TASK DETAILS
Transcribe the whole listing without a single picture.

Entries from a point annotation set
——————
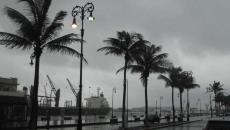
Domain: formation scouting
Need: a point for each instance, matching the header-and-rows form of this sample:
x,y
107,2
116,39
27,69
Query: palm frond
x,y
168,82
133,68
119,70
64,50
33,8
64,40
111,50
46,6
55,27
25,26
13,41
115,42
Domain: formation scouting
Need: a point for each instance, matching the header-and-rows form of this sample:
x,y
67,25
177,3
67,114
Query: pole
x,y
79,127
127,104
200,107
187,106
211,104
81,10
112,102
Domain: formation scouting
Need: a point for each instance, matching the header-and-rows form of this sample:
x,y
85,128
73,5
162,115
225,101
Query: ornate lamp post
x,y
209,90
81,11
161,98
113,92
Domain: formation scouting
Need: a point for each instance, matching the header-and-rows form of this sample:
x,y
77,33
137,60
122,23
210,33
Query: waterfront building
x,y
13,103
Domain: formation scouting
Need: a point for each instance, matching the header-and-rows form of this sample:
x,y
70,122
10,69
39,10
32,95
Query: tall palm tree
x,y
181,88
172,81
188,83
36,31
220,99
151,61
128,45
216,87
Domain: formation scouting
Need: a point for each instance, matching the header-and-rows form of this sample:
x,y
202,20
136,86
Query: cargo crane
x,y
73,90
55,92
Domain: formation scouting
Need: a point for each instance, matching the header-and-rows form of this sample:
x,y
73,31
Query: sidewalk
x,y
160,125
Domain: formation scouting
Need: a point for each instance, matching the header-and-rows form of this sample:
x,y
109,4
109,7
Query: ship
x,y
95,105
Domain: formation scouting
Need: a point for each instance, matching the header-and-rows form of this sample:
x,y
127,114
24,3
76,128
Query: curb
x,y
160,126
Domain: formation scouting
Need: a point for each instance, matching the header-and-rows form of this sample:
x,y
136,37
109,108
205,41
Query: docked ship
x,y
95,105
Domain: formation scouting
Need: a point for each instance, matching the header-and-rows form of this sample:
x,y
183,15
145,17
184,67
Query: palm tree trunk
x,y
181,108
124,93
34,107
187,106
146,99
173,108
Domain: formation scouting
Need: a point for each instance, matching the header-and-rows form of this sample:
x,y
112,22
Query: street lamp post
x,y
209,90
113,91
161,98
81,10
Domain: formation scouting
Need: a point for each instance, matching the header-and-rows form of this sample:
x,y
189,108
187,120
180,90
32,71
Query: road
x,y
200,125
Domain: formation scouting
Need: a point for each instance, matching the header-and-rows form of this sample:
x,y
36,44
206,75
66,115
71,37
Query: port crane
x,y
73,90
55,92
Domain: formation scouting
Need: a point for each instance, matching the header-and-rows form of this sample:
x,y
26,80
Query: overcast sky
x,y
195,33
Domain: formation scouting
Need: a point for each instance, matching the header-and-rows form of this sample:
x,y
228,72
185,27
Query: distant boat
x,y
95,105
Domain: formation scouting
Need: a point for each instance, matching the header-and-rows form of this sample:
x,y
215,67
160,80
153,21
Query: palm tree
x,y
150,61
37,32
216,87
180,87
172,81
189,83
128,45
220,99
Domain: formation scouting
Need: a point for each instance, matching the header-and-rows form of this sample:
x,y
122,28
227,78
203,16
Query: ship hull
x,y
57,111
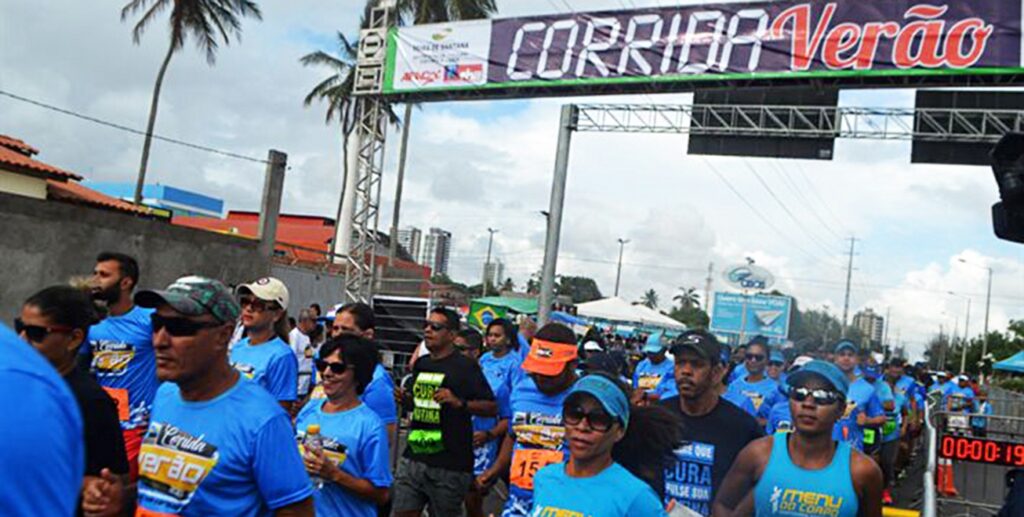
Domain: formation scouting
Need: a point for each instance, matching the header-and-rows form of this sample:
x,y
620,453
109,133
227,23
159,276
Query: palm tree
x,y
649,299
428,11
688,298
206,22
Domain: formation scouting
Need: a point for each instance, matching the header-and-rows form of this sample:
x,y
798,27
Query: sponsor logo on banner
x,y
441,55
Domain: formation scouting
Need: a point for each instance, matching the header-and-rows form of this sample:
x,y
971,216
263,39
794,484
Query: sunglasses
x,y
256,304
37,333
820,397
598,420
180,327
336,368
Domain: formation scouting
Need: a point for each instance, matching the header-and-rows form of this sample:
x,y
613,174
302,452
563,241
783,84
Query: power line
x,y
127,129
784,208
759,214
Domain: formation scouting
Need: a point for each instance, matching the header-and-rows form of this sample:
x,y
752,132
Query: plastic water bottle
x,y
313,442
——————
SOLUTION BELOW
Domain: formation scouting
Need: a point for each instance, matching the header-and-rows form of this sample:
x,y
107,2
116,39
27,69
Query: palm frond
x,y
168,82
133,68
119,70
64,50
33,8
64,40
111,50
46,6
55,27
25,26
13,41
115,42
Domain: formation scouting
Need: a point for each instance, matching the header-and-rows form of this sample:
x,y
67,25
177,3
67,114
Query: pole
x,y
79,127
127,104
200,107
187,106
211,104
81,10
112,102
Domain: formation scouting
Need: a point for each instance, matching the header-and-rows form of this sample:
x,y
85,128
73,5
162,115
225,101
Query: ornate lamp post
x,y
209,90
81,11
161,98
113,92
Domain: formation scouting
Need: a point for each instance, matching the header-and-rows form of this sample:
x,y
77,33
137,60
122,23
210,33
Query: waterfront building
x,y
13,103
Domain: formation scouting
Need: a point for each instance, matching the header-and-rows form of this sample:
x,y
70,122
10,69
39,10
32,95
Query: tall palm tree
x,y
181,88
172,81
188,83
36,31
220,99
151,61
128,45
216,87
Domain: formation scouting
Need: a point for each instance, matching the header-and-rows form of this sample:
x,y
202,20
136,86
Query: cargo crane
x,y
73,90
55,92
Domain: formation scouting
Need: a point for each instance, matching the header-and-rows form of this sample:
x,y
73,31
Query: sidewalk
x,y
160,125
Domain: formation scouting
Need: a point for each instance, matching the header-and-rows form of this sample:
x,y
109,4
109,7
Query: ship
x,y
95,105
Domain: formation scouting
Need: a point for each instance, matching the header-and-rows form of this sample:
x,y
127,114
24,3
76,128
Query: curb
x,y
160,126
Domain: formation scouting
Need: a point for each instance, matching the header-and-rows form of this sample:
x,y
136,37
109,108
205,41
Query: docked ship
x,y
95,105
Domain: formation scouting
Need: a point for each instance, matching the header-and-rows form of this sample:
x,y
183,15
145,17
184,67
Query: palm tree trunk
x,y
181,108
124,93
34,107
187,106
146,99
173,108
Domain: formation scouting
Need: a point for each instance, matching the header-and-rows form of this sample:
x,y
112,22
Query: street lamp post
x,y
209,90
113,91
161,98
81,10
Domain: formation scouting
Need: a point for each instance, matching the header-and-rows form of this sample:
x,y
189,108
187,120
180,90
32,71
Query: road
x,y
200,125
Domain: formation scouting
Need: a point for each instance, matching the header-and-rows form of this sample:
x,y
36,44
206,75
66,115
71,37
Query: port crane
x,y
73,90
55,92
Domain: formation scouting
Need: a point for each instance, matching the header-and-rows form of this sample:
x,y
26,80
Query: overcast sky
x,y
195,33
Domain: formation scouting
Need: a point for each instance, matching the header-and-rows form of this sample:
x,y
228,72
185,27
Query: distant boat
x,y
95,105
Domain: formation scouting
Need: a point for each instance, matching the header-and-rows form of this sample:
x,y
215,67
160,80
153,21
Query: palm tree
x,y
150,61
37,32
216,87
180,87
172,81
189,83
128,45
220,99
Domain: formation scouting
Need: a point for each instance, matching the header-and-rows form of this sample:
x,y
122,28
227,78
203,16
Query: ship hull
x,y
57,111
Domain: formation scouting
Need: a point for each instance, matching the header-and-rows form of this sample:
x,y
620,453
109,133
227,23
159,276
Query: palm tree
x,y
649,299
428,11
688,298
206,22
Domain: formation scouting
Need: a point for each instance, matching the header-and-rows form of this sample:
x,y
798,27
Query: sponsor logo on banner
x,y
441,55
Domain: formation scouting
Need: a point for each instance, matching the header-and-rows form of this sample:
x,y
971,216
263,39
794,484
Query: sunglasses
x,y
256,304
37,333
820,397
598,420
180,327
336,368
Domain: formation scouting
Need: a point for each instance, matching the header-and-rows form of this sample:
x,y
613,174
302,452
563,241
783,84
Query: power line
x,y
127,129
784,208
759,214
Domain: formation scouting
Need: a point for each instance, matching the header-and-rows form of this sample:
x,y
752,132
Query: plastic water bottle
x,y
313,442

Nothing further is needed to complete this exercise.